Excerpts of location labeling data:
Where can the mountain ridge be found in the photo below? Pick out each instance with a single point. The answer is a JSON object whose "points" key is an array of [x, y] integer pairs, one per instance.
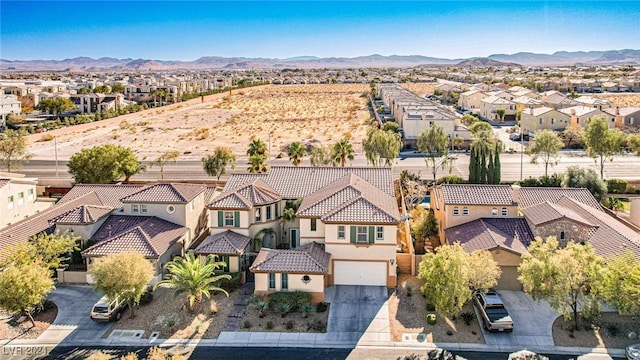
{"points": [[558, 58]]}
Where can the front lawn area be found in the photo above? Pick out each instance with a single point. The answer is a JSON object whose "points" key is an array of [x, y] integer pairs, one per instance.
{"points": [[408, 315], [608, 330]]}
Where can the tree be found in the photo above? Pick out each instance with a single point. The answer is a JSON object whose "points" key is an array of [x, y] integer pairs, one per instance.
{"points": [[448, 277], [577, 177], [601, 142], [546, 147], [381, 144], [216, 164], [320, 156], [341, 152], [296, 151], [24, 286], [48, 250], [162, 160], [565, 277], [103, 164], [55, 106], [125, 275], [434, 143], [621, 286], [468, 120], [13, 149], [194, 277], [257, 147]]}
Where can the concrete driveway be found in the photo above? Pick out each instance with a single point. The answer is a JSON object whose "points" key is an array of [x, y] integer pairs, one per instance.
{"points": [[73, 324], [532, 322], [353, 307]]}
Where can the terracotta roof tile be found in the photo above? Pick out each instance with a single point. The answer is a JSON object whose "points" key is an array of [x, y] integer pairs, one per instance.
{"points": [[166, 193], [489, 233], [471, 194], [148, 235], [307, 259], [83, 214], [225, 243]]}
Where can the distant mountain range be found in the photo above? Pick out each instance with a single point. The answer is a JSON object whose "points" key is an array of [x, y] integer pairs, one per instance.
{"points": [[610, 57]]}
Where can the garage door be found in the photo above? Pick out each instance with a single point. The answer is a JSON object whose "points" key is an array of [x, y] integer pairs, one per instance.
{"points": [[509, 279], [360, 273]]}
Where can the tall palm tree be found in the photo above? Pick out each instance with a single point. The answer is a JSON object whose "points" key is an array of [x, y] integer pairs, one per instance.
{"points": [[296, 152], [341, 152], [193, 276], [257, 147]]}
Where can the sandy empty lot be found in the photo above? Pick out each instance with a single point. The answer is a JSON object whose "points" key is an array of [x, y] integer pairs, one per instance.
{"points": [[312, 114]]}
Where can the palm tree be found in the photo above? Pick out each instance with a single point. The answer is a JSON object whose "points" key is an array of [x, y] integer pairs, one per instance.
{"points": [[193, 276], [341, 151], [257, 147], [296, 152]]}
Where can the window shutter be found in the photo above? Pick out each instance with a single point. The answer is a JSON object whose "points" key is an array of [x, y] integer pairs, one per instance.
{"points": [[372, 234]]}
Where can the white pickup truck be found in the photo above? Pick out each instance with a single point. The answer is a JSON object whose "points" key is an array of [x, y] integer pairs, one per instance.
{"points": [[494, 315]]}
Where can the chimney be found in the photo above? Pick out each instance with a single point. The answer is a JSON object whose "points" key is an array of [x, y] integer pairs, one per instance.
{"points": [[515, 193]]}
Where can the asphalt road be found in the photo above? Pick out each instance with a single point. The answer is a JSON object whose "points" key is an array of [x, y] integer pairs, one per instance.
{"points": [[514, 167]]}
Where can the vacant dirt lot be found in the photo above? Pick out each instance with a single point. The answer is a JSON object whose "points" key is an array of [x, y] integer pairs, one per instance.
{"points": [[312, 114], [408, 315]]}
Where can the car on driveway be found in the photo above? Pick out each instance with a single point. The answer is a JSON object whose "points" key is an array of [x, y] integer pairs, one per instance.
{"points": [[495, 316]]}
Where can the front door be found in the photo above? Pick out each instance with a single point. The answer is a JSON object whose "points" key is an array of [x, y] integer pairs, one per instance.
{"points": [[294, 238]]}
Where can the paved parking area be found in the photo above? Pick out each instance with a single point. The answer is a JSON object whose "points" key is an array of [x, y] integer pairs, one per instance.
{"points": [[532, 322]]}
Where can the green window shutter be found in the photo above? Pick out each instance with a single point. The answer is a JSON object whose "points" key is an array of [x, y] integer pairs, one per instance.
{"points": [[372, 234], [353, 234]]}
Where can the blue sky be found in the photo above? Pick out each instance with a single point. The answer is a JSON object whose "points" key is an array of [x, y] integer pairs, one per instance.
{"points": [[170, 30]]}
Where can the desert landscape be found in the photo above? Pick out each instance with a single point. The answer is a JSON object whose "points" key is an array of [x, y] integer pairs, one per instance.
{"points": [[279, 115]]}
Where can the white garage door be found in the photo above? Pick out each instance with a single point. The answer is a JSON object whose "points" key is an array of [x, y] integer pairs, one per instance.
{"points": [[360, 273]]}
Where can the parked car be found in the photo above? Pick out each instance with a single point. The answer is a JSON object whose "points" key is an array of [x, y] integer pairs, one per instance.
{"points": [[105, 310], [495, 316], [633, 352]]}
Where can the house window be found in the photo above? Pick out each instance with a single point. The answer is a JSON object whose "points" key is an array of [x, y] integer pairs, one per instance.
{"points": [[362, 234], [228, 218], [272, 281]]}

§ **Problem to work on**:
Rewrite all of the items above, replacing "single point" with "single marked point" and keeping everything else the same. Leave the pictures out of your version.

§ **Right answer**:
Where can the mountain ridge be found in the photo below? Pick out each instance with a single marked point. The answer is a JSON object whose "points" key is an array of [x, y] integer pairs, one per instance.
{"points": [[558, 58]]}
Where can the front lawn area be found in the photo above? Pick out each instance with a single marked point. The answer is a JSON object whose "points" key is an array of [x, y] integer pairs, one per instance.
{"points": [[408, 315], [608, 330]]}
Where can the tree be found in the photo above? Pick out each instance with a single marked point. The answer is a JSON object whose "points" key is an array of [x, y] integer pairs, one per instance.
{"points": [[448, 277], [577, 177], [601, 142], [546, 147], [381, 144], [216, 164], [320, 156], [341, 152], [296, 151], [24, 286], [48, 250], [162, 160], [565, 277], [103, 164], [55, 106], [125, 275], [434, 143], [621, 286], [468, 120], [13, 149], [194, 277], [257, 147]]}
Where can the concrete driveway be found in the photo above? Pick out each instance with a single marked point. The answer is a JSON object whose "points" key is an array of [x, y] integer pairs, one per instance.
{"points": [[73, 324], [532, 322], [353, 307]]}
Where can the terracotta roof tile be found in the photo above? Pick out each instance with a single marked point. The answer is a JSON object whose "points" key is an array of [x, y] integer pairs, one per instance.
{"points": [[166, 193], [489, 233], [471, 194], [148, 235], [307, 259], [83, 214], [225, 243]]}
Where can the distant mountain range be found in the photo above? Pick out each instance with a single marked point. The answer is a JSON object whose "points" key is an array of [x, y] integer pairs, one per instance.
{"points": [[610, 57]]}
Where can the garage door be found in the photo above? Pick out each instance with a single marked point. The answer is a JSON object whose "points" key is an array of [x, y] integer pairs, one per instance.
{"points": [[509, 279], [360, 273]]}
Where can the tall palm tree be found in the photo above? Pick out each instance with a single marked point. The answer is a JSON object whose "points" key is an array of [x, y] integer pairs, one per instance.
{"points": [[296, 152], [341, 152], [193, 276], [257, 147]]}
Where can the sandy empty lot be found in the photo above? Pick out each instance with a single marked point. The answer is a JSON object whose "points" key is an array of [x, y] integer pairs, one per instance.
{"points": [[312, 114]]}
Where can the palm tree be found in the photo above? Pick out each instance with a single marked point. The answer is a JSON object whose "points" key is an array of [x, y] integer pairs, one per instance.
{"points": [[193, 276], [341, 151], [257, 147], [296, 152]]}
Where can the window shutter be found in the photo above? Pick out each instance with a single marked point. The answer is a JSON object whose "points" key is an array of [x, y] integer pairs, one per instance.
{"points": [[372, 234]]}
Where can the white pickup truck be found in the photo above? Pick out each instance with a single marked point. The answer is a JSON object whose "points" key is an array of [x, y] integer pairs, one per instance.
{"points": [[494, 315]]}
Where can the chimney be found in the photo above? Pick out each instance with a single marked point. The answer is a JSON object whose "points" key is an array of [x, y] integer pairs, one per instance.
{"points": [[515, 193]]}
Where can the asphalt road be found in the photo above? Pick out each instance with a single marked point. The answer is a JSON object whose "points" key is an array of [x, y] integer pairs, one per instance.
{"points": [[514, 167]]}
Where can the vacant dirt lot be found in the photo above? Pick out each instance with a single marked point. The answer is a JSON object whose "points" key is an array of [x, y] integer pairs, one per instance.
{"points": [[312, 114], [408, 315]]}
Where can the car on driveway be found in the photo above? Pick out each instance with a single marked point. The answer is a JSON object whose "points" key is an array of [x, y] integer pairs, one per instance.
{"points": [[495, 316]]}
Where can the front door be found in the photo above? Pick out each instance with a single marked point. The answer is a JSON object whose "points" key is an array of [x, y] integer pairs, one per instance.
{"points": [[294, 238]]}
Where can the paved parking area be found in the photo above? Pick out each instance with a single marked point. The answer is a JSON object whose "points" key is an array of [x, y] integer pairs, one per instance.
{"points": [[532, 322]]}
Where can the green window shutter be found in the photo above? Pick out each instance with a single marked point. The answer is a JSON object whose "points" key is an array of [x, y] integer pairs, one per instance.
{"points": [[372, 234], [353, 234]]}
Where can the blue sky be found in the photo above? Pick out each instance with a single marked point. The answer is a JSON object whose "points" key is an array of [x, y] integer pairs, one per instance.
{"points": [[170, 30]]}
Where can the desert landscape be found in the photo above? Pick out each instance with a single marked point. The answer is a JSON object whose "points" key is an array of [x, y] integer pairs, one per instance.
{"points": [[279, 115]]}
Where can the white garage door be found in the photo above? Pick out each instance with a single marked point. The answer is a JSON object whose "points" key is an array of [x, y] integer pairs, one per instance.
{"points": [[360, 273]]}
Where can the parked car be found in the photo above? Pick out each instance with a single marked point. The answer is a JSON object whose "points" key is an array of [x, y] integer pairs, one per instance.
{"points": [[105, 310], [495, 316], [633, 352]]}
Where can the house window be found in the photo above? Pick out each instance with a single marked point. The answer is a JSON object whose "points" key is an array of [x, y] integer pairs, one per instance.
{"points": [[362, 234], [228, 218], [272, 281]]}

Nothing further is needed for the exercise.